--- RECORDS FOR THIS TASK ---
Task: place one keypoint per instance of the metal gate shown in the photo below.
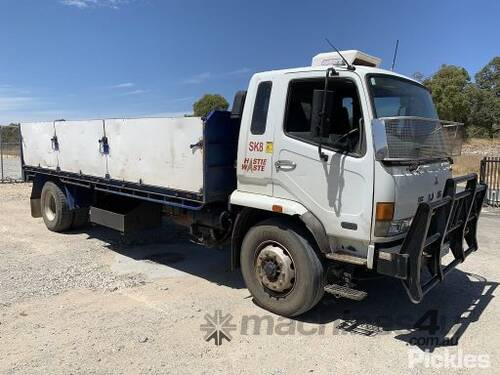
(490, 175)
(10, 154)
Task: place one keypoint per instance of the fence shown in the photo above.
(490, 175)
(10, 154)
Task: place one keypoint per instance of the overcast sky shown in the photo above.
(77, 59)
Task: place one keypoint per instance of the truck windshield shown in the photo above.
(392, 96)
(413, 129)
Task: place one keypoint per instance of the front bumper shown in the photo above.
(436, 228)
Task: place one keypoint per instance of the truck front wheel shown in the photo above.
(281, 268)
(55, 210)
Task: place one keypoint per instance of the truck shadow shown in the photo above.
(440, 320)
(169, 252)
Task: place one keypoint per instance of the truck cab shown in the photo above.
(353, 150)
(278, 150)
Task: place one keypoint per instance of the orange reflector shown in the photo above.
(385, 211)
(277, 208)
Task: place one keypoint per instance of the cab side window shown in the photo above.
(344, 130)
(260, 108)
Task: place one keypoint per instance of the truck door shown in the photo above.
(255, 147)
(339, 192)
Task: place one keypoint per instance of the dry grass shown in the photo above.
(472, 152)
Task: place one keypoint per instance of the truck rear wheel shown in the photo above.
(55, 210)
(281, 268)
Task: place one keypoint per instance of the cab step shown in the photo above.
(345, 292)
(345, 257)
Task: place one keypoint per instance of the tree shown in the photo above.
(484, 112)
(449, 87)
(488, 78)
(418, 76)
(208, 103)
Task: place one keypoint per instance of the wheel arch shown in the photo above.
(250, 209)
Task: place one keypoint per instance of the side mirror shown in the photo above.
(379, 139)
(318, 127)
(238, 105)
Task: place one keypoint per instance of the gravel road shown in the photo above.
(92, 302)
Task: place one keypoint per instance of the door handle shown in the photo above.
(285, 165)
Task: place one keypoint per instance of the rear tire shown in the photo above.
(55, 210)
(281, 269)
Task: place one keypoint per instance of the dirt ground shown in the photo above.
(91, 302)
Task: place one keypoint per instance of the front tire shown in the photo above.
(55, 210)
(281, 268)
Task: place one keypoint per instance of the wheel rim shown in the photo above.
(275, 269)
(50, 207)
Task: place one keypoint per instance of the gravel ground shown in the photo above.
(92, 302)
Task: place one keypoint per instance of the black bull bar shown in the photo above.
(436, 227)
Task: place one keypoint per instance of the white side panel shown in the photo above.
(79, 147)
(37, 144)
(156, 151)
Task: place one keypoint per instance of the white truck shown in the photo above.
(317, 173)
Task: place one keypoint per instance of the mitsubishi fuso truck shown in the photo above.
(316, 175)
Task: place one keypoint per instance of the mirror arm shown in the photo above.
(329, 73)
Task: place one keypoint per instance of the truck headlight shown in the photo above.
(393, 227)
(385, 225)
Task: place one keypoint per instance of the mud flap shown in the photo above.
(437, 227)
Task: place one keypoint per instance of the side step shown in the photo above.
(346, 292)
(344, 257)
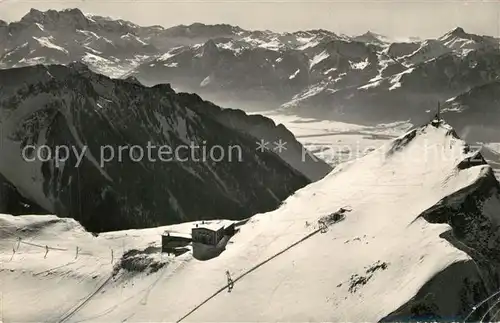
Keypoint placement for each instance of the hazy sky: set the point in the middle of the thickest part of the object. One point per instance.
(393, 18)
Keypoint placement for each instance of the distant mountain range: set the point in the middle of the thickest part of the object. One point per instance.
(70, 106)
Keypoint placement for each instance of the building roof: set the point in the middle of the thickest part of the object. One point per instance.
(213, 226)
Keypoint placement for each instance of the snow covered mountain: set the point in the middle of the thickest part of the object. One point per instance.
(92, 116)
(476, 113)
(417, 240)
(316, 73)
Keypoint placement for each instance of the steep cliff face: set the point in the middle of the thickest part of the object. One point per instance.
(211, 169)
(11, 202)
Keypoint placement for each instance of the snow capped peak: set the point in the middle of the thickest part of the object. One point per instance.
(371, 37)
(459, 32)
(73, 18)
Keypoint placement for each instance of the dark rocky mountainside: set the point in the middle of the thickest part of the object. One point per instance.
(74, 107)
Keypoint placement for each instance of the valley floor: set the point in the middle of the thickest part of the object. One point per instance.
(382, 256)
(337, 142)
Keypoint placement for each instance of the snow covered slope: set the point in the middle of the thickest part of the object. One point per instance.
(420, 241)
(73, 108)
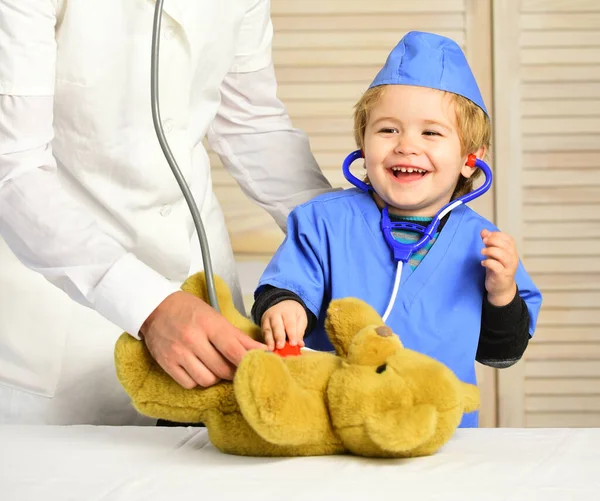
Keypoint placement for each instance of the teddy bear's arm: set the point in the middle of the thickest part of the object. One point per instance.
(283, 400)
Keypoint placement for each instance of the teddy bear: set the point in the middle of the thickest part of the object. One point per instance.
(372, 397)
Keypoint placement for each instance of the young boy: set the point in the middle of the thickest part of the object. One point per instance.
(465, 296)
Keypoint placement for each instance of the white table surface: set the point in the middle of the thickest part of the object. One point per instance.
(45, 463)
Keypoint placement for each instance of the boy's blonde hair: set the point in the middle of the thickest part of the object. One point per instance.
(474, 128)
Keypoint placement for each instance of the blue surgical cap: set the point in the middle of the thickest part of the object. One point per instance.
(429, 60)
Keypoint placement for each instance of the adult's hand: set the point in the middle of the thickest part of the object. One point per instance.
(194, 343)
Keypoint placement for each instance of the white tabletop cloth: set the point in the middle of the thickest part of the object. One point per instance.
(146, 463)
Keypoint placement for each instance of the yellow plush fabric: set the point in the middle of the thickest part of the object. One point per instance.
(373, 398)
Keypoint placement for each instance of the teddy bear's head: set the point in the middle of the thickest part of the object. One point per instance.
(386, 400)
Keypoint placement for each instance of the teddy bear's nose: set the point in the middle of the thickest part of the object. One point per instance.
(384, 331)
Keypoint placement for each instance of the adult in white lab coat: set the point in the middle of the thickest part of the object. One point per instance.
(88, 202)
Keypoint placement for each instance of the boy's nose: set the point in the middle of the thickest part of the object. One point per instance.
(407, 145)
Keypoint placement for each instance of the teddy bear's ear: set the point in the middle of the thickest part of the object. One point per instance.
(196, 285)
(345, 318)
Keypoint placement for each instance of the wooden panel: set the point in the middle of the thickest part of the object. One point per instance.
(568, 6)
(567, 281)
(572, 299)
(346, 39)
(561, 229)
(573, 419)
(334, 7)
(366, 21)
(561, 159)
(561, 247)
(556, 108)
(581, 403)
(575, 125)
(560, 38)
(562, 369)
(566, 56)
(575, 334)
(567, 177)
(560, 73)
(587, 142)
(568, 316)
(560, 21)
(558, 90)
(577, 212)
(557, 386)
(560, 126)
(564, 351)
(561, 195)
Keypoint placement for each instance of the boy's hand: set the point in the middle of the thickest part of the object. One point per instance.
(501, 265)
(287, 317)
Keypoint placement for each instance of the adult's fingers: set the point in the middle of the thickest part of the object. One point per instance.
(199, 371)
(211, 359)
(179, 374)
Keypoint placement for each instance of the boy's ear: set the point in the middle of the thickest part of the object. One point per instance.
(467, 171)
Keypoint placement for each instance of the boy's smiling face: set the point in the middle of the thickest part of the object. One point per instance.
(414, 129)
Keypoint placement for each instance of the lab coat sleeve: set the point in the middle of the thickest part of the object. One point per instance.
(47, 229)
(253, 134)
(299, 264)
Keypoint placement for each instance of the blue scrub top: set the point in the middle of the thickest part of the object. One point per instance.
(334, 248)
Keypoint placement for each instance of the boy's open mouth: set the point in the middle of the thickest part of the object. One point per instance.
(408, 174)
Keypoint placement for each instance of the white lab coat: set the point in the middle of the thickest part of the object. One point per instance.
(87, 199)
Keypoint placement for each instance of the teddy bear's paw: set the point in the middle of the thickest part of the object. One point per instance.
(402, 430)
(133, 364)
(472, 399)
(279, 409)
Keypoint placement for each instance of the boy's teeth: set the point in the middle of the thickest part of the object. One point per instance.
(407, 169)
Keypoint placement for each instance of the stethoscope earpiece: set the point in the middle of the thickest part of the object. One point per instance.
(402, 252)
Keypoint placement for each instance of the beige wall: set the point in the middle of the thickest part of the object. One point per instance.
(552, 88)
(542, 59)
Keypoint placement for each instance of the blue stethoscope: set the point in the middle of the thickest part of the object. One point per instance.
(402, 251)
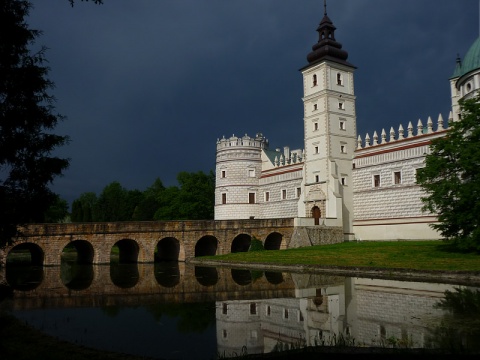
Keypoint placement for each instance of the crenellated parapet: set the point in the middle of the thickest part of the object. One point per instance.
(259, 141)
(287, 157)
(401, 134)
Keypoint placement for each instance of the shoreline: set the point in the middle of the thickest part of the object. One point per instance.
(468, 278)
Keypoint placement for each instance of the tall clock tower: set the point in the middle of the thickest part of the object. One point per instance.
(330, 132)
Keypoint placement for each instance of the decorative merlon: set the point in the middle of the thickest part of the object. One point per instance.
(420, 130)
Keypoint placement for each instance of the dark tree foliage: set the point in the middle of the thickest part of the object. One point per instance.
(451, 179)
(150, 202)
(27, 117)
(192, 200)
(58, 211)
(116, 203)
(83, 208)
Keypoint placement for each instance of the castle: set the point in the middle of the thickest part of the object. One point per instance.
(365, 186)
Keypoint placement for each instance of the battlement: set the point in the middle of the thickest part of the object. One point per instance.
(287, 157)
(259, 141)
(420, 130)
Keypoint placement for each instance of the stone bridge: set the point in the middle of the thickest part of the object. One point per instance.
(153, 241)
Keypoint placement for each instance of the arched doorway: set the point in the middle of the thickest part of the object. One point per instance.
(316, 214)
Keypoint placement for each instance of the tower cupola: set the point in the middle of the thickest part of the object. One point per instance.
(327, 48)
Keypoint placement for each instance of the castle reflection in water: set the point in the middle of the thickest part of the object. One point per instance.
(255, 310)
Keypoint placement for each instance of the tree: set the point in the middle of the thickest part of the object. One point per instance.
(58, 211)
(27, 117)
(83, 208)
(451, 179)
(196, 200)
(150, 202)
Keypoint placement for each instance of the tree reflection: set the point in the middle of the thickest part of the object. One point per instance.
(459, 329)
(194, 318)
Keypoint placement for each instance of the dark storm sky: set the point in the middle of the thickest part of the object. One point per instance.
(148, 86)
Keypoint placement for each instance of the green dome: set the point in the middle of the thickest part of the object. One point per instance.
(470, 62)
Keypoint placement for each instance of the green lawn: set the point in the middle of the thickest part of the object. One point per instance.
(420, 255)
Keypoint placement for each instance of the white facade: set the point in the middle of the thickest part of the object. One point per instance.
(368, 187)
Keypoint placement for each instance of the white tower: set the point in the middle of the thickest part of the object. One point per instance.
(330, 132)
(238, 170)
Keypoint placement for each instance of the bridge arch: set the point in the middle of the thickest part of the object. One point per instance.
(241, 243)
(206, 246)
(274, 241)
(128, 250)
(169, 249)
(27, 253)
(124, 275)
(241, 277)
(84, 251)
(167, 274)
(77, 276)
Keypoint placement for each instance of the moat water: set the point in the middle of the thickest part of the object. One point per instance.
(179, 311)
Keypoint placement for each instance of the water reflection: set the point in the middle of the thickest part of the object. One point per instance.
(124, 275)
(75, 276)
(24, 278)
(167, 273)
(207, 276)
(238, 310)
(241, 277)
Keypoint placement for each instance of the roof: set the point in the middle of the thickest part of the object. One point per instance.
(470, 62)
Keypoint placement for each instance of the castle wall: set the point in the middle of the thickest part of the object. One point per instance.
(277, 186)
(386, 196)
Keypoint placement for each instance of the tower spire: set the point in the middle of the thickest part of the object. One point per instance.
(327, 47)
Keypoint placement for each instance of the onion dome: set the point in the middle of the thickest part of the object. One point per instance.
(327, 48)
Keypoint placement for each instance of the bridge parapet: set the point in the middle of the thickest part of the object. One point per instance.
(149, 241)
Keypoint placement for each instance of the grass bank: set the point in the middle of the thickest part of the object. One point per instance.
(411, 255)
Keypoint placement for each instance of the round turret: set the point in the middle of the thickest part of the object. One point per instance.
(238, 168)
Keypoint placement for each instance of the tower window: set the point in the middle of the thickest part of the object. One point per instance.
(397, 177)
(339, 79)
(267, 196)
(253, 309)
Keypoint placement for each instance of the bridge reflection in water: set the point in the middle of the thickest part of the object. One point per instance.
(259, 310)
(122, 284)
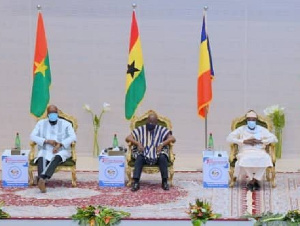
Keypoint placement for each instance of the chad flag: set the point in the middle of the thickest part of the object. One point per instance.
(41, 72)
(135, 78)
(205, 75)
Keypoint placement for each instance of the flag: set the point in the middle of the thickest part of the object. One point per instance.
(205, 74)
(41, 72)
(135, 78)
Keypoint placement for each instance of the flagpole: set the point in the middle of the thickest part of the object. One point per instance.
(205, 8)
(205, 129)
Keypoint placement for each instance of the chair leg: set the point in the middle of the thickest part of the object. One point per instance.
(171, 170)
(128, 172)
(74, 183)
(272, 179)
(232, 178)
(30, 173)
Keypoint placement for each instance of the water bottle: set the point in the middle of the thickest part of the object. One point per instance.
(210, 142)
(18, 142)
(115, 142)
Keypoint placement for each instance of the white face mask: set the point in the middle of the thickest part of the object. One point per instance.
(251, 124)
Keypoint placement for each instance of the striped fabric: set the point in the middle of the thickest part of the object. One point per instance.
(150, 140)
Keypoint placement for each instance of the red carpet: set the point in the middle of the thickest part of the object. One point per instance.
(150, 201)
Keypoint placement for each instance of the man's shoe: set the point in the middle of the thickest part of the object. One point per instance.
(250, 186)
(42, 185)
(165, 186)
(256, 186)
(35, 180)
(135, 186)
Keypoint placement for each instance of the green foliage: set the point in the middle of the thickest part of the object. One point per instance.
(3, 214)
(98, 216)
(201, 212)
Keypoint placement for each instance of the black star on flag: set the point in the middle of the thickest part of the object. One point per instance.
(131, 69)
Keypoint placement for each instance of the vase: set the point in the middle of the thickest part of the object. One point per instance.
(96, 149)
(278, 145)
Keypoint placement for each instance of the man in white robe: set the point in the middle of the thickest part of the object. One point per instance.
(252, 159)
(53, 137)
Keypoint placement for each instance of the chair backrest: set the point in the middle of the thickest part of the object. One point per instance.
(65, 116)
(142, 120)
(262, 121)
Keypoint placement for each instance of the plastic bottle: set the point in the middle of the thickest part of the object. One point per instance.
(18, 142)
(115, 141)
(210, 142)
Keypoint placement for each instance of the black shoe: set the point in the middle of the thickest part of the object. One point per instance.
(250, 186)
(135, 186)
(165, 186)
(256, 186)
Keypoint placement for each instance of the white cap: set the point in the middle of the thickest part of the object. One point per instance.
(251, 114)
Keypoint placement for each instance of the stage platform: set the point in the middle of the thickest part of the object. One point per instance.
(45, 222)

--- YOUR OBJECTIVE ---
Return the lines above, from the one containing "Keypoint placement for each instance of the vase: set" to the end, exactly as they stand.

--- RESPONSE TO THE TASK ---
Keypoint placement for each instance of the vase: set the point in the middle of the thickest part of the object. One point per instance.
(96, 149)
(278, 145)
Keypoint placement for each instance of the man in white robe: set the point in the middle of the thickest part of the object. One point per instance.
(252, 159)
(53, 137)
Keypoint placement for each instance of the chair backrest: set the point in the middle of the thickest part of the object. One point per instance.
(65, 116)
(142, 120)
(262, 121)
Keypoint placement for each instance of the plastic bottle: set the point in the middle of the thickest part of the object. One point per instance.
(18, 142)
(115, 141)
(210, 142)
Keypoint placement for each instance of the black shoe: set the point in the middle of the thickest part of the object. One point per instance.
(250, 186)
(135, 186)
(165, 186)
(256, 186)
Keypoint placement for each instance of the white cap: set the point in the middle of the thickest part of the object. One point per instance.
(251, 114)
Keypoint placement for each instance of the stage platform: set the point in the middle of the thickest part of the object. One point per instance.
(45, 222)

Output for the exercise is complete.